Gather every line in the material below that contains the word "reflection" and copy each one out whole. Count a line only if the word's capitalization matches.

__________

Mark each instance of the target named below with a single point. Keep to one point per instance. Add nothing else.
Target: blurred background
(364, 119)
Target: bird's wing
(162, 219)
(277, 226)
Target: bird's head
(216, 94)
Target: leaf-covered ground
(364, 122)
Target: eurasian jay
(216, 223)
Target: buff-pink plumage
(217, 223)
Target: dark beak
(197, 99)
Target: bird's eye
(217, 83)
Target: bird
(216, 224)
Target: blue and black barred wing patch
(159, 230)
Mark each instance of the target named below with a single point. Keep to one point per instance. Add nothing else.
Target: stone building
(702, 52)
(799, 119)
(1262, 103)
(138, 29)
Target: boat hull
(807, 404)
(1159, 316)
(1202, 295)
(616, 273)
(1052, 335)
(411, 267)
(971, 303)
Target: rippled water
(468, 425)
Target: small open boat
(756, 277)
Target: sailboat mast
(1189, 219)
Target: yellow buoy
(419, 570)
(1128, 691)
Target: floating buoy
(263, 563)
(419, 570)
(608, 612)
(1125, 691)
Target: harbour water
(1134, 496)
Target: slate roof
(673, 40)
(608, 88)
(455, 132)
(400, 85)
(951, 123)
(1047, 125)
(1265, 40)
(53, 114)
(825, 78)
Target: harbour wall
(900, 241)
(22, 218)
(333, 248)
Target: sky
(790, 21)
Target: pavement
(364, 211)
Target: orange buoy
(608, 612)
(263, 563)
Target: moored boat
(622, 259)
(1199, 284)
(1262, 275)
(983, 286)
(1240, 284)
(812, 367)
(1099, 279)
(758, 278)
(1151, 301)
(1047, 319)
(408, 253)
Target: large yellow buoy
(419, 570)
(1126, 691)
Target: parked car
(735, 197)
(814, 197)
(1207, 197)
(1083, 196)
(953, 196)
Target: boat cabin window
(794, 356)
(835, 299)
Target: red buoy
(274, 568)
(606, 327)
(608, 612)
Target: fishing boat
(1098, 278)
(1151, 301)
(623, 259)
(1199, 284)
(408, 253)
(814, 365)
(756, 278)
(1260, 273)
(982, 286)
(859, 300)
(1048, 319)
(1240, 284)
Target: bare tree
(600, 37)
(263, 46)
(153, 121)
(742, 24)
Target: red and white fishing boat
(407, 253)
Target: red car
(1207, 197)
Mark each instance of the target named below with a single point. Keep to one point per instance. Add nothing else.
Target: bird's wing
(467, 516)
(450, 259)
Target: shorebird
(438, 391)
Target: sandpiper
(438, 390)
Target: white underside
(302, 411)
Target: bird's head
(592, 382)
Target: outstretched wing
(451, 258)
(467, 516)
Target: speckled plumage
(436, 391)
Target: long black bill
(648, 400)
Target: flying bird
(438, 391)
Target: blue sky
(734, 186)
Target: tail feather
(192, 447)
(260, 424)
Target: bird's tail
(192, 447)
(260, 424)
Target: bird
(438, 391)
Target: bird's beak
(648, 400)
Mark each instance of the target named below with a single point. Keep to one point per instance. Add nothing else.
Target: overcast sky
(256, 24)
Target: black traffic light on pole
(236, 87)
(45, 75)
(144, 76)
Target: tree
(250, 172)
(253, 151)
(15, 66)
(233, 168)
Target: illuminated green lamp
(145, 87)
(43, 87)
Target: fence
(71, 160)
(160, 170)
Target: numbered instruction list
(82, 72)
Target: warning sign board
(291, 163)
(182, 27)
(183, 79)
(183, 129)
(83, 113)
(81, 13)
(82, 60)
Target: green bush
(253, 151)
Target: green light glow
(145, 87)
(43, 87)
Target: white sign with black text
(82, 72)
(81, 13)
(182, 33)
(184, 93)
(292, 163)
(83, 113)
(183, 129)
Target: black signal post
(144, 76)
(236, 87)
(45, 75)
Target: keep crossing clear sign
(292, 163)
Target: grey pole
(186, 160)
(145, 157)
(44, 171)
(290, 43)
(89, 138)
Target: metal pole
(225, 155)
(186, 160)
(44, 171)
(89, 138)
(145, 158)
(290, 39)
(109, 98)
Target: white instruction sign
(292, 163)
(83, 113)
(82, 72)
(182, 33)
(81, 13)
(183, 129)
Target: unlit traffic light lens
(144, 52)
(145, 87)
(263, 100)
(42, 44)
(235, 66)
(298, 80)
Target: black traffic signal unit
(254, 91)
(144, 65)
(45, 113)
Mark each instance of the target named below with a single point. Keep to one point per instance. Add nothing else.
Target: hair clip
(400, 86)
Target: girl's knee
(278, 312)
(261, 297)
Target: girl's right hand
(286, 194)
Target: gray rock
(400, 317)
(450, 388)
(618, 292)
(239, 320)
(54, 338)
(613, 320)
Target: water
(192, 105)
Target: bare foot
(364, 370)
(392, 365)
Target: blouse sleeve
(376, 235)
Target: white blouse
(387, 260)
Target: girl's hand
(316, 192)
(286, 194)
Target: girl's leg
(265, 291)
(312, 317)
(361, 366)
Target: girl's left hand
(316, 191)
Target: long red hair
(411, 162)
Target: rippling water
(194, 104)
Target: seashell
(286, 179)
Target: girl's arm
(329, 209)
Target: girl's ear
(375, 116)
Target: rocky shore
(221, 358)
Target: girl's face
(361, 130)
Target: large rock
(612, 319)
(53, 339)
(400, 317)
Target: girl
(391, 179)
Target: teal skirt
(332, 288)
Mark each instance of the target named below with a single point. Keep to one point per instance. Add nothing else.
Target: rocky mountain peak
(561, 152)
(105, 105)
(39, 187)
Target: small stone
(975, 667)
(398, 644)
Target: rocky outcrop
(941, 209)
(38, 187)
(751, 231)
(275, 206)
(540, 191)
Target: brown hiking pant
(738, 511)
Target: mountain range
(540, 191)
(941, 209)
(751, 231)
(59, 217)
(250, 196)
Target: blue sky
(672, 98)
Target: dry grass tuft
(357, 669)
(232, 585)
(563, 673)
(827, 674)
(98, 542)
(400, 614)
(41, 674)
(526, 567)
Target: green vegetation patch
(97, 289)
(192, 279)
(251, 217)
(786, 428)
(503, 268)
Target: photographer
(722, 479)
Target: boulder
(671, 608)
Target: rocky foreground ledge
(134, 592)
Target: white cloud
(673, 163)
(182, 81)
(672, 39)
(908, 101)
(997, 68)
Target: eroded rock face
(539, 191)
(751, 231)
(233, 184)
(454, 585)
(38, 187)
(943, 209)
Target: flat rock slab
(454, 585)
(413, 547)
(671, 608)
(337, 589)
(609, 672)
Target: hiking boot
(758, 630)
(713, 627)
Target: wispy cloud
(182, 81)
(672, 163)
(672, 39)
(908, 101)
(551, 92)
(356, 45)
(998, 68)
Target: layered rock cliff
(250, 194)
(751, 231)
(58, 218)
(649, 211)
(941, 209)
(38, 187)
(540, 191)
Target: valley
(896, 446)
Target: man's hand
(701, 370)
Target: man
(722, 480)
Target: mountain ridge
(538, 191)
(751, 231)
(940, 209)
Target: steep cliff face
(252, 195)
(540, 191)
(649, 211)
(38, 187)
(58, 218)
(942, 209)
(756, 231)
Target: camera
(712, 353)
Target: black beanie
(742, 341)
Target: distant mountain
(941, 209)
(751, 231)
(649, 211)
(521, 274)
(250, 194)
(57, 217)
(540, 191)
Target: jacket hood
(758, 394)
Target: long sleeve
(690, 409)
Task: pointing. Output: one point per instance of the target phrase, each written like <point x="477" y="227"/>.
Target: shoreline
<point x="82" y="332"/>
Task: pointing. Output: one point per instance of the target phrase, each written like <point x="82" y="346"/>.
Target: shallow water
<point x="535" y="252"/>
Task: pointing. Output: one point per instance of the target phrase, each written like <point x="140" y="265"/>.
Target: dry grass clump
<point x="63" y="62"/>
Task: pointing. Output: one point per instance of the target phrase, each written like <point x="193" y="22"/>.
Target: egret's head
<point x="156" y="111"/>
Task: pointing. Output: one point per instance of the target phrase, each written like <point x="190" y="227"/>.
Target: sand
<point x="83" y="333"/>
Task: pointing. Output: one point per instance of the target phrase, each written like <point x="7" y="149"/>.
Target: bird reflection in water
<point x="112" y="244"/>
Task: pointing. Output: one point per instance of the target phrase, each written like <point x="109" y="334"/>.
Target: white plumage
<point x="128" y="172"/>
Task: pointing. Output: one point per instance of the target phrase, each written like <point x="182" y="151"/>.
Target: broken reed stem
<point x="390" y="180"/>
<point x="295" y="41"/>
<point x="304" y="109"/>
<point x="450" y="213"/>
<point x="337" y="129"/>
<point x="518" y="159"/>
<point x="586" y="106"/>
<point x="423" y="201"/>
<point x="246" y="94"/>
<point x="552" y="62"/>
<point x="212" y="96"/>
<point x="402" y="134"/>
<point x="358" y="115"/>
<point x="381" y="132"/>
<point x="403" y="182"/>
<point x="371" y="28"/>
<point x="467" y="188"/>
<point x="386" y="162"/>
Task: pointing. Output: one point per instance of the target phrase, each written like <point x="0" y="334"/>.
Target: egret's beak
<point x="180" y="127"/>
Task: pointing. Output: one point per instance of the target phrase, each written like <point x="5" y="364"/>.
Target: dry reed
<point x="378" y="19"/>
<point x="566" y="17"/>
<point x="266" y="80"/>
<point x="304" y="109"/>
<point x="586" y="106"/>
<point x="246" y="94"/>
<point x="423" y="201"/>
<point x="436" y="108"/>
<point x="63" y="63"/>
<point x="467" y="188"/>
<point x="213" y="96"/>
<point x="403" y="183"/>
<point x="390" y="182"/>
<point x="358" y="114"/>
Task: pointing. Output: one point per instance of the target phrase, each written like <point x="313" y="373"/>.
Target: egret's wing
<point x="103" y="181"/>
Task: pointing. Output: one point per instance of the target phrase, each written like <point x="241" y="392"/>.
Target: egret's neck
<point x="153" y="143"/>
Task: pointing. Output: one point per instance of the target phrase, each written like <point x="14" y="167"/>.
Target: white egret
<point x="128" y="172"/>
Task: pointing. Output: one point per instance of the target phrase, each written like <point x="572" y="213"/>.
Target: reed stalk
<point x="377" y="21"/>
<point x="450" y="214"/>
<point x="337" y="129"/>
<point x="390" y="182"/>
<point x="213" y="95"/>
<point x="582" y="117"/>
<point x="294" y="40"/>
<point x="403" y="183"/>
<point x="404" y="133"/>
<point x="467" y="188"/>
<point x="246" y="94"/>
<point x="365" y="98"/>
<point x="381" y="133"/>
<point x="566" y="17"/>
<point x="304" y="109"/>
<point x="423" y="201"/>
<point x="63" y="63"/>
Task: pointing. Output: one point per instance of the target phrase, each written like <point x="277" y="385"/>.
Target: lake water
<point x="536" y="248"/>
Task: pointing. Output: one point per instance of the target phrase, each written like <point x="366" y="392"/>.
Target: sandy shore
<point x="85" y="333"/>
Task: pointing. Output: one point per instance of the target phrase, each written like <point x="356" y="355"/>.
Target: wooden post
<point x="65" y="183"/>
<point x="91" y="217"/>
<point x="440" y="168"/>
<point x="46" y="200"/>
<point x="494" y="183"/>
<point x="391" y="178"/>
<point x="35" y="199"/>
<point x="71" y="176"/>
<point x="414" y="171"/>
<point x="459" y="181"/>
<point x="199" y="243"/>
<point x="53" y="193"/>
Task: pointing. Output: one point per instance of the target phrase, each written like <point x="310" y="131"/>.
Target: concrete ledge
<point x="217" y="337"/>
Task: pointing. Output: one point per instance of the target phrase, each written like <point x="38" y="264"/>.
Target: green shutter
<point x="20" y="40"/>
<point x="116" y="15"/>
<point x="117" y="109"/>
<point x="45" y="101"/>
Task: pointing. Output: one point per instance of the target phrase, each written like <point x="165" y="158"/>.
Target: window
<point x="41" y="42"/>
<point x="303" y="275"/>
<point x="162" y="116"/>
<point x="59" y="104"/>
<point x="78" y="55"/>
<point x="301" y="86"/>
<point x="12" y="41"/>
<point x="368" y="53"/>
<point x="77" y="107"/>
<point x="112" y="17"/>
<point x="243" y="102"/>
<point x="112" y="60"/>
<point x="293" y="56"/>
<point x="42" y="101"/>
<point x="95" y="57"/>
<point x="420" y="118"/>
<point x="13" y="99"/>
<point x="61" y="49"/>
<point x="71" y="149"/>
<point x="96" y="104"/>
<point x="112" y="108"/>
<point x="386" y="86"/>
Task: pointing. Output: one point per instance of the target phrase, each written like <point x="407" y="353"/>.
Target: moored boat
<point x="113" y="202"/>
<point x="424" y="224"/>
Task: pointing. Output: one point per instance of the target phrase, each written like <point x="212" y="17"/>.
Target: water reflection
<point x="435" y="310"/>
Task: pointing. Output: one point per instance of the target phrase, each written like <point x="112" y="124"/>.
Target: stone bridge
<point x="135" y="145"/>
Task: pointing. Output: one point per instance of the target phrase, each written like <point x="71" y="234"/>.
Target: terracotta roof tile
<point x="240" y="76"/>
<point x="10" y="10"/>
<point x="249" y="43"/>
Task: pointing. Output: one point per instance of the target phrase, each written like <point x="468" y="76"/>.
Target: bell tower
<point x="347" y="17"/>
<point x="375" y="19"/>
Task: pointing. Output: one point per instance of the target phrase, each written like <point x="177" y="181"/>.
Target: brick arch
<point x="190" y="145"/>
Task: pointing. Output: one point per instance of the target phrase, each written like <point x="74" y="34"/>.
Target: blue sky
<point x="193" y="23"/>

__________

_Solution to the problem_
Target: bird reflection in water
Target: water reflection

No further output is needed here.